## THE EXERCISE
Rewrite the lines of every item below, changing each "Target" to "Object" and keeping everything else the same. Do not include the pictures in your answer.

-- START OF EXTRACTED DATA --

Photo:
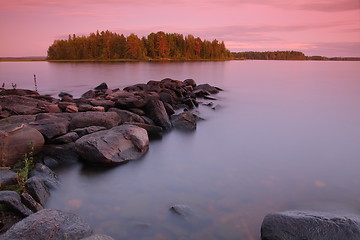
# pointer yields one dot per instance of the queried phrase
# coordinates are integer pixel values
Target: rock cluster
(104, 126)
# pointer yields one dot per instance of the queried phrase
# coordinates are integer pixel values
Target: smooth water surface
(285, 136)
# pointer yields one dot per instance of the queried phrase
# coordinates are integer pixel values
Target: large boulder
(21, 105)
(87, 119)
(117, 145)
(16, 140)
(49, 224)
(156, 111)
(12, 200)
(296, 225)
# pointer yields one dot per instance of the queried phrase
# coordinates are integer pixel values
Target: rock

-- END OF EXTRACTED DATA --

## OUTPUT
Photo:
# pointer yields one dot per instance of the queried phrase
# coordinates are integer pixel values
Object: rock cluster
(104, 126)
# pointer yields one dot per instance of the queried phrase
# coordinates are integer pixel values
Object: smooth water surface
(285, 136)
# pointer yields one dot per instance of the queried phrase
# coordinates are integer pixel values
Object: large boulder
(21, 105)
(87, 119)
(117, 145)
(16, 140)
(49, 224)
(156, 111)
(12, 200)
(296, 225)
# pointer yields one dot per instance of the queried phrase
# coordinates are integer pixel values
Object: rock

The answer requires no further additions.